▸ **TEXTAUSZUG**:

========

Die Möglichkeit, einen Vollstreckungstitel durch den Erlass eines Mahnbescheides zu erlangen, existiert in der gegenwärtigen Form erst seit dem Jahre 1998. Die Durchführung des Verfahrens setzt die Geltendmachung einer vertraglichen Geldforderung voraus. Handelt es sich bei dem Schuldner um einen Verbraucher, so darf die Höhe der Forderung nicht mehr als 15.000,-€ betragen. Für die Einleitung des Mahnverfahrens empfiehlt sich – unabhängig von der Höhe der geschuldeten Geldsumme – einen Rechtsanwalt zu beauftragen.

========

▸ **AUFGEFÜHRTE EINTRÄGE**:
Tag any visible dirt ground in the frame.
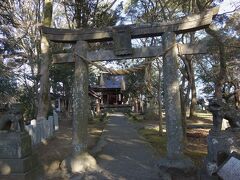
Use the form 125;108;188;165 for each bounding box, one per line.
34;118;104;180
130;112;212;167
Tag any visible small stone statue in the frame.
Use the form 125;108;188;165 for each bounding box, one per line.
0;104;24;132
208;99;240;131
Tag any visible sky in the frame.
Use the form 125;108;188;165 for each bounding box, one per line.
112;0;240;14
219;0;240;14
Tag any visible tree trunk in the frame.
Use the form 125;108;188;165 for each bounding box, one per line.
37;0;52;119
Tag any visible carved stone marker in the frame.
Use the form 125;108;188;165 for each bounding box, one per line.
113;26;132;56
205;129;240;175
0;105;37;180
217;157;240;180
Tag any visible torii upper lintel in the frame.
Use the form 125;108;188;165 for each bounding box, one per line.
42;7;219;43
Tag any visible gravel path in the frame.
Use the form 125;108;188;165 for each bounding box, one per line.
72;113;159;180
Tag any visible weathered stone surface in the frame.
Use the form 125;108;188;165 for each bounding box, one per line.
204;129;240;175
47;116;54;138
0;156;33;175
61;152;97;173
0;132;31;159
72;41;90;155
0;169;37;180
163;32;183;158
0;132;39;180
207;129;240;162
42;7;219;42
52;42;207;64
53;111;59;131
208;99;240;131
113;26;132;56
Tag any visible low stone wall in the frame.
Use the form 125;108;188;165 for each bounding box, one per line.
25;111;59;145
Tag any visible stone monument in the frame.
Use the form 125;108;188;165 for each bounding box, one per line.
205;99;240;176
0;104;37;180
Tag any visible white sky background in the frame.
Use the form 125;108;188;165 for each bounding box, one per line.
219;0;240;14
111;0;240;14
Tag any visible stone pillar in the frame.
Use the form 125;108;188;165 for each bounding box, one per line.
159;32;194;179
61;41;96;173
72;41;89;155
163;32;183;158
96;99;101;114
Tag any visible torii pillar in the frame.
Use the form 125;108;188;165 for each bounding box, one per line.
159;32;194;178
62;41;96;173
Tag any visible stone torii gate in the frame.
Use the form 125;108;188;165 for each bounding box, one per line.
42;7;218;174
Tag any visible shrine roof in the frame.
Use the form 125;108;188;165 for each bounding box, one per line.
92;75;123;89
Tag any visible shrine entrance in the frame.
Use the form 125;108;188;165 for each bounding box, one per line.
42;8;218;171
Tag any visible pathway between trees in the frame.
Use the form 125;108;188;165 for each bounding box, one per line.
72;113;159;180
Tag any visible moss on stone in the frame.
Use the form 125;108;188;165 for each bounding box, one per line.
43;0;52;27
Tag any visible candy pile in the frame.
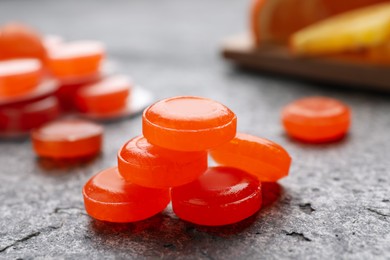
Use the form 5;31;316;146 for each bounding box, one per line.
0;23;133;137
83;96;291;226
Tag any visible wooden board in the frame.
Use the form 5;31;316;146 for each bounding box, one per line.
222;35;390;91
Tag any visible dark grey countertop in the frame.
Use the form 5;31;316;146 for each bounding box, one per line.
0;0;390;259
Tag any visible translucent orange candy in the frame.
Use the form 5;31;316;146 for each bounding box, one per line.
0;79;58;108
83;167;170;223
118;136;207;188
142;96;237;151
171;167;262;226
0;23;46;61
0;59;42;97
76;76;132;114
0;97;60;136
47;41;105;80
32;119;103;159
210;133;291;182
282;97;351;143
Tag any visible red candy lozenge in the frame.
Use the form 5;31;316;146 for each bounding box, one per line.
32;119;103;159
282;97;351;143
118;136;207;188
142;96;237;151
83;167;170;223
171;167;261;226
0;59;42;97
0;23;46;61
210;133;291;182
76;75;132;114
0;97;60;136
47;41;105;80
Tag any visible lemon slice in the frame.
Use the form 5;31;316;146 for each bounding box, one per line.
290;3;390;55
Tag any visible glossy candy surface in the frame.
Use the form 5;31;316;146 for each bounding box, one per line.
0;97;60;136
0;80;58;108
56;73;102;111
83;167;170;222
210;133;291;182
48;41;105;80
0;23;46;61
282;97;351;143
32;119;103;159
171;167;261;226
118;136;207;188
76;76;132;114
142;96;237;151
0;59;42;97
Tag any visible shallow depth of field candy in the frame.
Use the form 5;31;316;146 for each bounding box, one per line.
83;96;291;226
0;23;151;142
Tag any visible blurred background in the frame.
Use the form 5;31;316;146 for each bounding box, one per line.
0;0;390;259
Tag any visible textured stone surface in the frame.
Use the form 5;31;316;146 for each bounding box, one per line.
0;0;390;259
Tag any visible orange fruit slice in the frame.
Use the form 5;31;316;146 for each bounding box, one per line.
250;0;386;45
290;3;390;55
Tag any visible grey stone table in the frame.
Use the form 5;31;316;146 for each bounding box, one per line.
0;0;390;259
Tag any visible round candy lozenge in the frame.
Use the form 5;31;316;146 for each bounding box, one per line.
32;119;103;159
282;97;351;143
47;41;105;80
0;23;46;61
210;133;291;182
0;97;60;136
83;167;170;223
0;59;42;97
76;75;132;114
171;167;261;226
118;136;207;188
142;96;237;151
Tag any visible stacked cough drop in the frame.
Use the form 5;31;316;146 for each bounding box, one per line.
83;96;291;226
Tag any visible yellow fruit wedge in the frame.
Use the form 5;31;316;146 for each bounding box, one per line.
290;3;390;55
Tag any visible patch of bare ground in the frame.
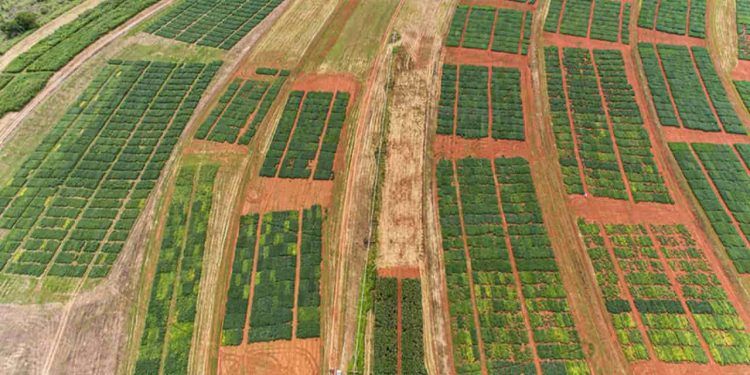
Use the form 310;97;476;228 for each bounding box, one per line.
218;339;320;375
190;160;247;374
242;177;333;215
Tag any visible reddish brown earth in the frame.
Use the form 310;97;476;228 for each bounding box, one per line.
242;177;333;215
218;339;320;375
433;135;530;159
377;267;419;279
638;28;706;47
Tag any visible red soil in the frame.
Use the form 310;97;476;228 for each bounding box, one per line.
638;28;706;47
461;0;536;11
218;339;320;375
660;126;750;144
732;60;750;81
443;47;529;69
433;135;531;159
377;267;420;279
544;32;630;51
242;178;333;215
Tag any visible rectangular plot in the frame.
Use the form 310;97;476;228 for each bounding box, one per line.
135;165;218;374
0;62;218;277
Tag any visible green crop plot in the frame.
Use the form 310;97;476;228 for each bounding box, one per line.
545;47;672;203
146;0;282;49
260;91;349;180
221;206;323;346
445;5;534;55
638;0;706;38
544;0;630;43
669;143;750;273
437;65;525;140
638;43;747;134
578;220;750;365
195;71;288;145
437;158;589;374
0;0;156;117
135;165;218;374
373;278;427;375
0;61;219;277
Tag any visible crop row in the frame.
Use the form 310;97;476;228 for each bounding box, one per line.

========

▸ **AUFGABEN**:
#1 Welchen Betrag darf die Forderung laut dem Textauszug höchstens erreichen, wenn der Schuldner ein Verbraucher ist?
#2 Wiederholen Sie aus dem Textauszug wortgetreu alles von „Die Möglichkeit, einen“ bis hinunter zu „Rechtsanwalt zu beauftragen.“.
Die Auflistung steht in keinem Zusammenhang mit dem Textauszug.

▸ **LÖSUNGEN**:
#1 Nicht mehr als 15.000,-€.

#2
Die Möglichkeit, einen Vollstreckungstitel durch den Erlass eines Mahnbescheides zu erlangen, existiert in der gegenwärtigen Form erst seit dem Jahre 1998. Die Durchführung des Verfahrens setzt die Geltendmachung einer vertraglichen Geldforderung voraus. Handelt es sich bei dem Schuldner um einen Verbraucher, so darf die Höhe der Forderung nicht mehr als 15.000,-€ betragen. Für die Einleitung des Mahnverfahrens empfiehlt sich – unabhängig von der Höhe der geschuldeten Geldsumme – einen Rechtsanwalt zu beauftragen.